> _ABOUT THIS TASK_
Using the data beneath, show every line that includes the word "plant".
= = = = =
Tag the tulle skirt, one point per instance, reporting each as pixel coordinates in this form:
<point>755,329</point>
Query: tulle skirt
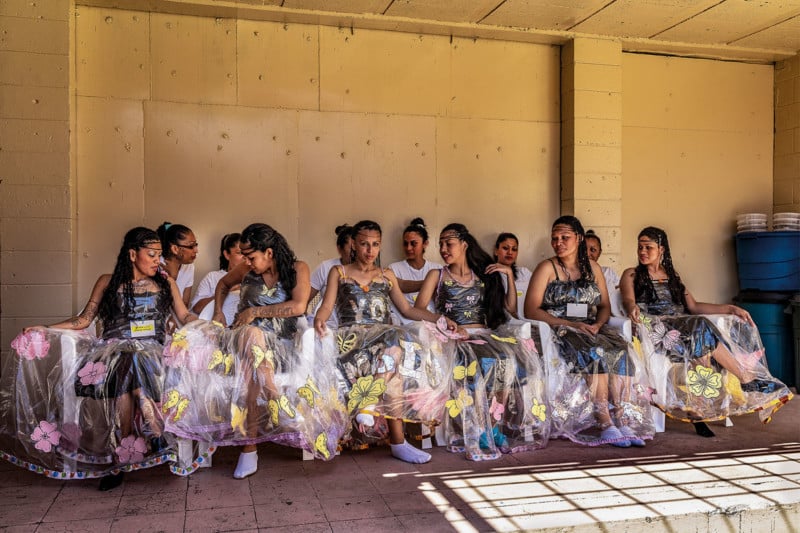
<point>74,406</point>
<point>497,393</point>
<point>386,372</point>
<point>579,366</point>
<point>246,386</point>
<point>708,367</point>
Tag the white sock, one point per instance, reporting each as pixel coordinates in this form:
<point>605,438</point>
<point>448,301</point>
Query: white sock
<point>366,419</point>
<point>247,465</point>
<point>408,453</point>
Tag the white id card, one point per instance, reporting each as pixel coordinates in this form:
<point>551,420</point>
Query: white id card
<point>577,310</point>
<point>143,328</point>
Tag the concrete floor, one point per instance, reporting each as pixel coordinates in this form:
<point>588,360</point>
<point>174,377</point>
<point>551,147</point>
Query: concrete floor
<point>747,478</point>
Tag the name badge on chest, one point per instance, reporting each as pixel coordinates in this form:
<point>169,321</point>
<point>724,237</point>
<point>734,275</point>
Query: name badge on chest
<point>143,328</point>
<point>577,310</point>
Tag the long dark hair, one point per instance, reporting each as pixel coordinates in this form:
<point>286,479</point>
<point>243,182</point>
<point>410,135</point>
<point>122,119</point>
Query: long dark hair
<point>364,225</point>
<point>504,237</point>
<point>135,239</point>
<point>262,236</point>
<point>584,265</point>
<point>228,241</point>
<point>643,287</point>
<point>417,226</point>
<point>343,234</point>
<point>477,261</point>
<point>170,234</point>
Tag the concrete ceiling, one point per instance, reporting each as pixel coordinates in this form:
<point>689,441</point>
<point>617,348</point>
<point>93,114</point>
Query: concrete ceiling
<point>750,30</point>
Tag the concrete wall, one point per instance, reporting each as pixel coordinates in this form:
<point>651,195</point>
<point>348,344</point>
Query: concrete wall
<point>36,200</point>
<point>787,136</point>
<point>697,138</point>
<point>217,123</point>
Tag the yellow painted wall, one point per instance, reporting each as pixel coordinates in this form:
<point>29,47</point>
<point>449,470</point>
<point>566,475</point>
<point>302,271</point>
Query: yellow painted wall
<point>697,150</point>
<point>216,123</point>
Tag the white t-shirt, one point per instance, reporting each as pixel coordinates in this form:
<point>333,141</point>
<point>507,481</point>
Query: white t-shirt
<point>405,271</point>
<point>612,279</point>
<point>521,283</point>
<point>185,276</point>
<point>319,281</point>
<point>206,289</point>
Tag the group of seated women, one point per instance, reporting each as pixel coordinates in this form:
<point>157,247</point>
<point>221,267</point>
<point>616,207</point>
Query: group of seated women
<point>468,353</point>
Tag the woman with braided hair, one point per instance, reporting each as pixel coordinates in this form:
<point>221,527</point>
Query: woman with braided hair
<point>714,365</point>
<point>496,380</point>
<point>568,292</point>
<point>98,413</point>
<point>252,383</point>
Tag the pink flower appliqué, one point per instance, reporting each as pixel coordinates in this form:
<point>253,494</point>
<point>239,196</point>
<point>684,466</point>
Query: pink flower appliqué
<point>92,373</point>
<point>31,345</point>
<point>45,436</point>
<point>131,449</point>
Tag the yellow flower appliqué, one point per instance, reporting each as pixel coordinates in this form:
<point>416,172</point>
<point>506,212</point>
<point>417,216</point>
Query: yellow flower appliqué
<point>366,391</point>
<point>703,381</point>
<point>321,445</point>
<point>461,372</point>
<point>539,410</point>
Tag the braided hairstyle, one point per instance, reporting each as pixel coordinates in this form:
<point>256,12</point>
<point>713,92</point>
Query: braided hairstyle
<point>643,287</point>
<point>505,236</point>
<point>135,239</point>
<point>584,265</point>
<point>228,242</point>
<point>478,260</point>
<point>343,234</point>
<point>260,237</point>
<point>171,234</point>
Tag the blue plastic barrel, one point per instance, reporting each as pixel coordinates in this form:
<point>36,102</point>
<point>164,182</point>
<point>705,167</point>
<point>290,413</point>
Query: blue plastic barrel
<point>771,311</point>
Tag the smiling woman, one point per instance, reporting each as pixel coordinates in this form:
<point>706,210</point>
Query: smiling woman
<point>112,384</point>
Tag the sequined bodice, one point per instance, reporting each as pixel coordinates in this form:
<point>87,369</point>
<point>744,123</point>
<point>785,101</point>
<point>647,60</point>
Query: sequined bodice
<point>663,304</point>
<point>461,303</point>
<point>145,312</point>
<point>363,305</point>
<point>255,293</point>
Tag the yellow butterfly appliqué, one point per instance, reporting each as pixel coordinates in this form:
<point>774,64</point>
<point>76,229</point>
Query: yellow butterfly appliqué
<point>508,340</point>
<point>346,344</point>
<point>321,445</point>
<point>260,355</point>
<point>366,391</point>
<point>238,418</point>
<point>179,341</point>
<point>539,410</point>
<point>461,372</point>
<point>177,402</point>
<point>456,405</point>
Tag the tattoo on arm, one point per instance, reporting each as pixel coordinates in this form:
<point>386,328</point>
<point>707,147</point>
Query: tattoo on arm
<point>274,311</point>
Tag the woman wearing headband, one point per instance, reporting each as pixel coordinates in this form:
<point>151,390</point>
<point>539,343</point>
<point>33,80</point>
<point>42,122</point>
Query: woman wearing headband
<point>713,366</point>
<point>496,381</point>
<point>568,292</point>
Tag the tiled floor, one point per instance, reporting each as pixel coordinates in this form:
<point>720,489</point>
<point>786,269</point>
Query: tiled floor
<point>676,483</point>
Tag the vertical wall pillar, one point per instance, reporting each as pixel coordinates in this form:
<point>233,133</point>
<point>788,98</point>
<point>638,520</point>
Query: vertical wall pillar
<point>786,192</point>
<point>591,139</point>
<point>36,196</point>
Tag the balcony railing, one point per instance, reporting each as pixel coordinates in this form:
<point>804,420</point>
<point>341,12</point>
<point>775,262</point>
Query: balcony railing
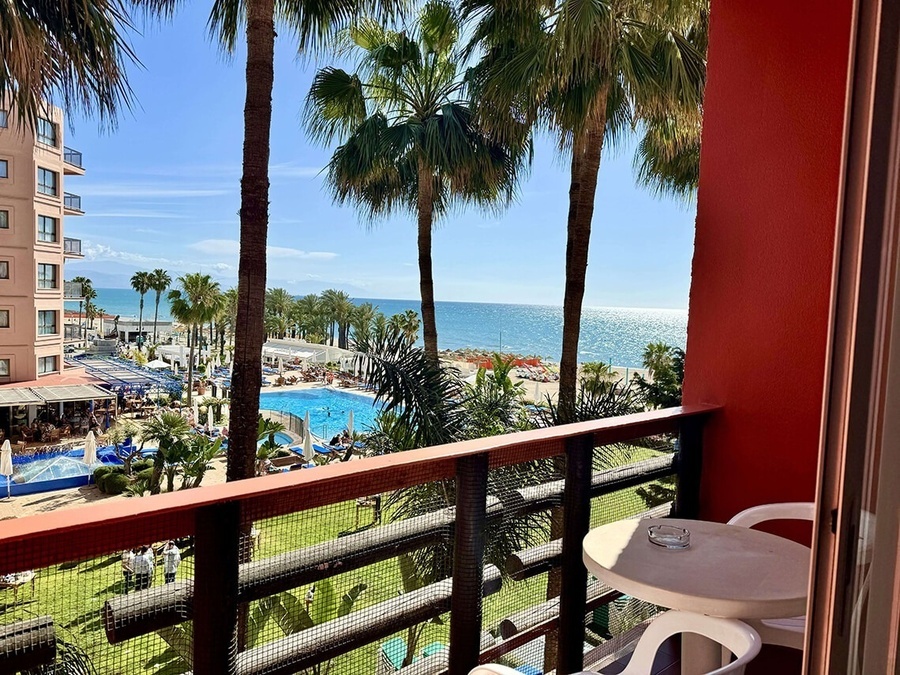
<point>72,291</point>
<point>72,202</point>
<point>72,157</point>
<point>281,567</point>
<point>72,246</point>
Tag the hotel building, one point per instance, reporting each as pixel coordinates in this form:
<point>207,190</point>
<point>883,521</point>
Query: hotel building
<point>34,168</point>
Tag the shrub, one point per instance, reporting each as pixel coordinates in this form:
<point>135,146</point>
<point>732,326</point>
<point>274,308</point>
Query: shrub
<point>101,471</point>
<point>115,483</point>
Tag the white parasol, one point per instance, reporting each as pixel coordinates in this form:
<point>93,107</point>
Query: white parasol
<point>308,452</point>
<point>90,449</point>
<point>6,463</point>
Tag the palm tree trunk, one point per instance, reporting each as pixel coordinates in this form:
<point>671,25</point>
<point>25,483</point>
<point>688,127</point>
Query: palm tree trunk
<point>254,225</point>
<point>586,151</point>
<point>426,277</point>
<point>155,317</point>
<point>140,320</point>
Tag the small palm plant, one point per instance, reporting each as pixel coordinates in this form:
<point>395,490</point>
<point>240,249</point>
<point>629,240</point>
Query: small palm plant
= = = = =
> _RESPONSE_
Tag the small palm plant, one point per instance, reporting each as pixel coordinates in this form:
Query: small palm plant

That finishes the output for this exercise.